• [Что нужно сделать]:
Отредактируйте материал от строки, содержащей «target: silver fork», до конца материала включительно: перепишите эти строки, заменив «silver fork» на «steel fork» и оставив всё остальное без изменений.

• [Данные упражнения]:
● ● ● ● ●
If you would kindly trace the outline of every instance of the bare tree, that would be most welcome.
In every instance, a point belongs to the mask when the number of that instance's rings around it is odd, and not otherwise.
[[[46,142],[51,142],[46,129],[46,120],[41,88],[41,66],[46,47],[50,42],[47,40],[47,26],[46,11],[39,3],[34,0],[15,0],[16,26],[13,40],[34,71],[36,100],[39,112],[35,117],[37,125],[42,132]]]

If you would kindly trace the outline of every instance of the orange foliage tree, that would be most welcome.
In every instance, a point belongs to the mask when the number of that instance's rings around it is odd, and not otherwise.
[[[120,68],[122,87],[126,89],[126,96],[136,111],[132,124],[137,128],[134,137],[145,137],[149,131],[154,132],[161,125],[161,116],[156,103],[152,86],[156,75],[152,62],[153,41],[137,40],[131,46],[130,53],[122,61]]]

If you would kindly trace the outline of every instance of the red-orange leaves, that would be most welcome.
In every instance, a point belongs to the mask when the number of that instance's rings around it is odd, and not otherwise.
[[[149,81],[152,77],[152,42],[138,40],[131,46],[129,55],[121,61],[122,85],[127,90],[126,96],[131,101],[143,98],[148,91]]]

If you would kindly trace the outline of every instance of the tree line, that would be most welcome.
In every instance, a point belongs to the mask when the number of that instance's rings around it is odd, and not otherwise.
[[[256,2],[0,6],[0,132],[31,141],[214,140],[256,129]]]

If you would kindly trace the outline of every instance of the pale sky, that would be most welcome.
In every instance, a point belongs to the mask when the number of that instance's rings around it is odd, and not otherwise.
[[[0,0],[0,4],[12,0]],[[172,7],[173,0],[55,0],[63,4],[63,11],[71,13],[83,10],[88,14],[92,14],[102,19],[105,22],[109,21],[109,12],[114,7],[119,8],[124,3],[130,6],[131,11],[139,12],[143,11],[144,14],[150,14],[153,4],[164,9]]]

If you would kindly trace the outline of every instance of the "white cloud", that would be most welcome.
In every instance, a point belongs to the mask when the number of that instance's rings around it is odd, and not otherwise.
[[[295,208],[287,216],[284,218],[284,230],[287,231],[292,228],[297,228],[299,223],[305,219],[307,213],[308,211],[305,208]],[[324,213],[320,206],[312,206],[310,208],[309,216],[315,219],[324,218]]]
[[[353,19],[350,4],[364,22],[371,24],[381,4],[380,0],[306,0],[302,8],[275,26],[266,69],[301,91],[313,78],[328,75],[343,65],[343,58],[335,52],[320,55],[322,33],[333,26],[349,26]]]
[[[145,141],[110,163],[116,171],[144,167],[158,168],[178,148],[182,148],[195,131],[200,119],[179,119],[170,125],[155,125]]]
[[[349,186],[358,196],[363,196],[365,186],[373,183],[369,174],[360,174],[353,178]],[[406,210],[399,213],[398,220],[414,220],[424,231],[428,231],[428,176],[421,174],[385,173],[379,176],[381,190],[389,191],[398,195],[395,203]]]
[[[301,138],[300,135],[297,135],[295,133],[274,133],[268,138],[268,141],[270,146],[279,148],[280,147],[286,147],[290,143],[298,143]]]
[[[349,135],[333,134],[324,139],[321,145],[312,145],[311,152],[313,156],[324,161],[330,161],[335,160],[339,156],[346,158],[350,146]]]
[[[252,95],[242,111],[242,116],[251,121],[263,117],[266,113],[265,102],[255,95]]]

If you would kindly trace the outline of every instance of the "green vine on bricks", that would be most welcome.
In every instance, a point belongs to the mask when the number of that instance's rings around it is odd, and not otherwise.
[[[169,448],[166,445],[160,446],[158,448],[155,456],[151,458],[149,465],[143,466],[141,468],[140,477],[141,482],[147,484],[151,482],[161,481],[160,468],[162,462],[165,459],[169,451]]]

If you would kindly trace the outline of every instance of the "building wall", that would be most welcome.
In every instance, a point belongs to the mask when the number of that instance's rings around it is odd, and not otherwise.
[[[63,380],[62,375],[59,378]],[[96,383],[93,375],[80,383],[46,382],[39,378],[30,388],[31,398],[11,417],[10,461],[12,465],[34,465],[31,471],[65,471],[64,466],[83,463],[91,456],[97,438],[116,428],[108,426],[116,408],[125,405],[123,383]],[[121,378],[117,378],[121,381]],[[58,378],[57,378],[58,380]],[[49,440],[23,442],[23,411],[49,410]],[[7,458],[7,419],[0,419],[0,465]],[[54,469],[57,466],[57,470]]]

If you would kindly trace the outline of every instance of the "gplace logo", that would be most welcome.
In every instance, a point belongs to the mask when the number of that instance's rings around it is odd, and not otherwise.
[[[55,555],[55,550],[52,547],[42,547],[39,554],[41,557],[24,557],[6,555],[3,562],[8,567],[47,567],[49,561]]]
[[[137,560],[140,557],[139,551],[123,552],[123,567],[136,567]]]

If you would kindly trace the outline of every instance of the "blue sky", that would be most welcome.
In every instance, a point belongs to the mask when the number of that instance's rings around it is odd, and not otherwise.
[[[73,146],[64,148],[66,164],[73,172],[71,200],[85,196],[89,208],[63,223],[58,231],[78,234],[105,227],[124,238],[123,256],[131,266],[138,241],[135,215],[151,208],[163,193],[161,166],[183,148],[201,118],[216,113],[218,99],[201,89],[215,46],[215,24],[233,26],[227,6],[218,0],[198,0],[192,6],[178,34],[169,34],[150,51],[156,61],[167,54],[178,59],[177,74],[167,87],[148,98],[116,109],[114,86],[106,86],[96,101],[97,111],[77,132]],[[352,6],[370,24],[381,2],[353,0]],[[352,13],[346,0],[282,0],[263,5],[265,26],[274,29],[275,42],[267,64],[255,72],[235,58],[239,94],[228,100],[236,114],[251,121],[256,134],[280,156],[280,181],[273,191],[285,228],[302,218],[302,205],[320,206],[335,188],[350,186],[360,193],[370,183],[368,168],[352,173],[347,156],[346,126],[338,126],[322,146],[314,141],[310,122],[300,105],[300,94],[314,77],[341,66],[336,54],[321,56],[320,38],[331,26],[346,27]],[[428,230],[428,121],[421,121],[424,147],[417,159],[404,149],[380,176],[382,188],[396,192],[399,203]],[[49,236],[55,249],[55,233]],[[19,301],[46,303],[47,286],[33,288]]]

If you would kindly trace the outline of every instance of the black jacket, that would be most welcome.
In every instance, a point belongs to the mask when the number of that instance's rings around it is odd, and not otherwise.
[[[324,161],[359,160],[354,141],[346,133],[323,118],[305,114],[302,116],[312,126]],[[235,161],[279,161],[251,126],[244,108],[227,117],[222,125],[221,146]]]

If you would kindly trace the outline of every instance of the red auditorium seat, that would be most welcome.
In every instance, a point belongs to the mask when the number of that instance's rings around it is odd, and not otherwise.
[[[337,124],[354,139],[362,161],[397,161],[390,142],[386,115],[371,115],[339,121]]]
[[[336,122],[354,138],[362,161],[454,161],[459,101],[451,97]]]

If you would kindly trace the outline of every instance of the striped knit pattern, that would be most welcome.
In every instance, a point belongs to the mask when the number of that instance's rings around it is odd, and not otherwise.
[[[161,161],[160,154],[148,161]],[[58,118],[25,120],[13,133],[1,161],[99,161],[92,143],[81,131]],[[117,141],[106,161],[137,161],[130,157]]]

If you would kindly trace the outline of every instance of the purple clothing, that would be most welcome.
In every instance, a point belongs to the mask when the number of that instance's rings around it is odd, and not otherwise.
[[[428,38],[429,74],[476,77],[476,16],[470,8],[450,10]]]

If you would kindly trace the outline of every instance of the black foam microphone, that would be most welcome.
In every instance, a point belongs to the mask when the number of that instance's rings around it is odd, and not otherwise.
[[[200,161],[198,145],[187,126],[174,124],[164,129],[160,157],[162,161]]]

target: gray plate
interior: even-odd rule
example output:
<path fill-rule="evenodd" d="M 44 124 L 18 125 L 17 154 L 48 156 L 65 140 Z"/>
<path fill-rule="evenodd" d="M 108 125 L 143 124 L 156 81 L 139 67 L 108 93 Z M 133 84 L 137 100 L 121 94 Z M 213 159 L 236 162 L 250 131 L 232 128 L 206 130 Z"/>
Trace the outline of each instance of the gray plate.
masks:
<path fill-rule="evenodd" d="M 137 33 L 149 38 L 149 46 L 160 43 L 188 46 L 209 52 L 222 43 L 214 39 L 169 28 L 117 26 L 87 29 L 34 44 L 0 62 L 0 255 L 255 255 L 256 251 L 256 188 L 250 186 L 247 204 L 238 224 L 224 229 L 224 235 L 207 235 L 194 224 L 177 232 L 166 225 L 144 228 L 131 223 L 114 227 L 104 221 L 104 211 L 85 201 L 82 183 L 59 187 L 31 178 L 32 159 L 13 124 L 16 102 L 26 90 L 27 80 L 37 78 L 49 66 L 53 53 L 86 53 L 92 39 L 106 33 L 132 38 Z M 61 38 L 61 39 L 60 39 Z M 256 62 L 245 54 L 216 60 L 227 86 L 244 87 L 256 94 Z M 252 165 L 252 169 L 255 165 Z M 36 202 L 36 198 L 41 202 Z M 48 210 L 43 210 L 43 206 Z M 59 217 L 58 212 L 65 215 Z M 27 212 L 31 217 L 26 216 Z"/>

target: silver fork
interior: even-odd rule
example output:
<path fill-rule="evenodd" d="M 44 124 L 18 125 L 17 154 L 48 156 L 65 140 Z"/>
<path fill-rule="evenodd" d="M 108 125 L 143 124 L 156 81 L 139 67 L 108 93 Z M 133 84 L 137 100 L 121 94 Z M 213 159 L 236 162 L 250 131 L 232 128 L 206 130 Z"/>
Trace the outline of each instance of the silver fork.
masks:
● ● ● ● ●
• [Итоговый результат]:
target: steel fork
interior: even-odd rule
example output:
<path fill-rule="evenodd" d="M 44 124 L 18 125 L 17 154 L 48 156 L 65 140 Z"/>
<path fill-rule="evenodd" d="M 108 125 L 143 124 L 156 81 L 139 67 L 108 93 Z M 133 84 L 137 100 L 121 94 Z M 213 159 L 236 162 L 250 131 L 232 128 L 206 130 Z"/>
Trace the outline of each instance of the steel fork.
masks:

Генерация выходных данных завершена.